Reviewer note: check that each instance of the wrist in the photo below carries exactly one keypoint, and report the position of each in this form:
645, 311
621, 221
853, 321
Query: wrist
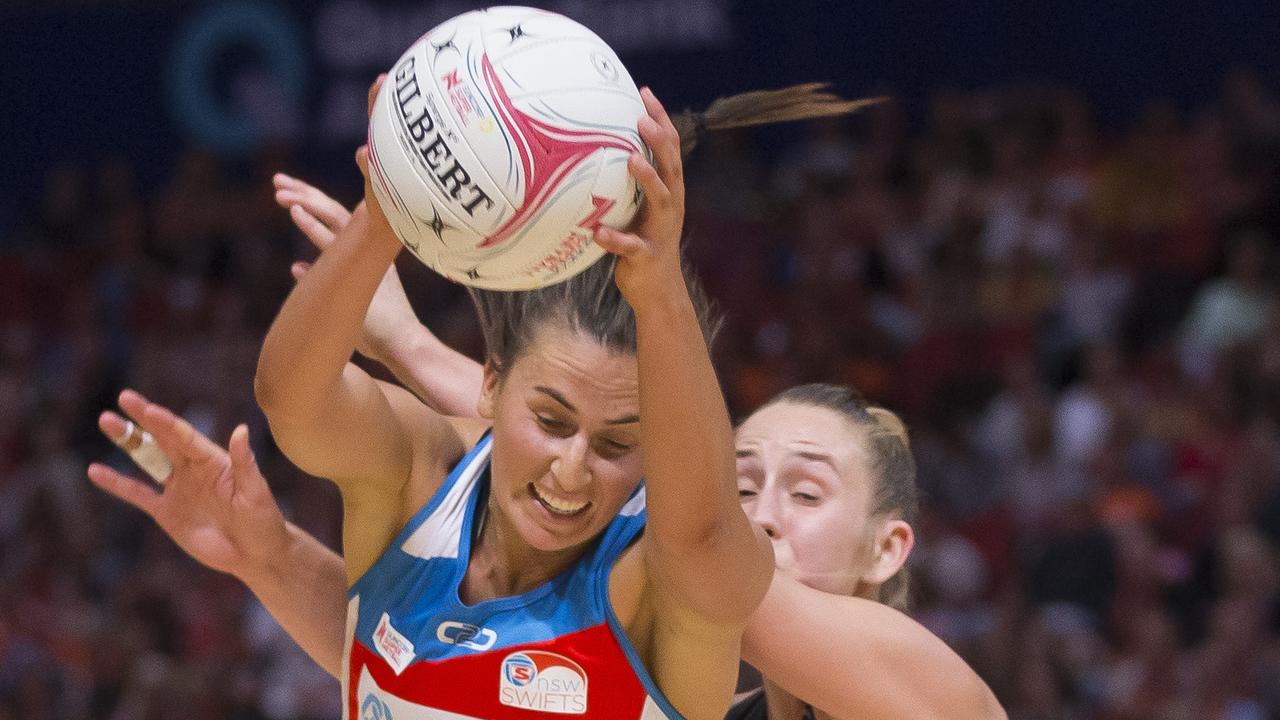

+--

Rewrite the items above, replacing every "wrist" with "elbow" and changing nothing else. Leave the pictures out.

Reviewer note: check that each instance of the elbow in the photo below carries exactly one keypoint, and report the position of each in this form:
645, 311
621, 221
853, 321
Query: elbow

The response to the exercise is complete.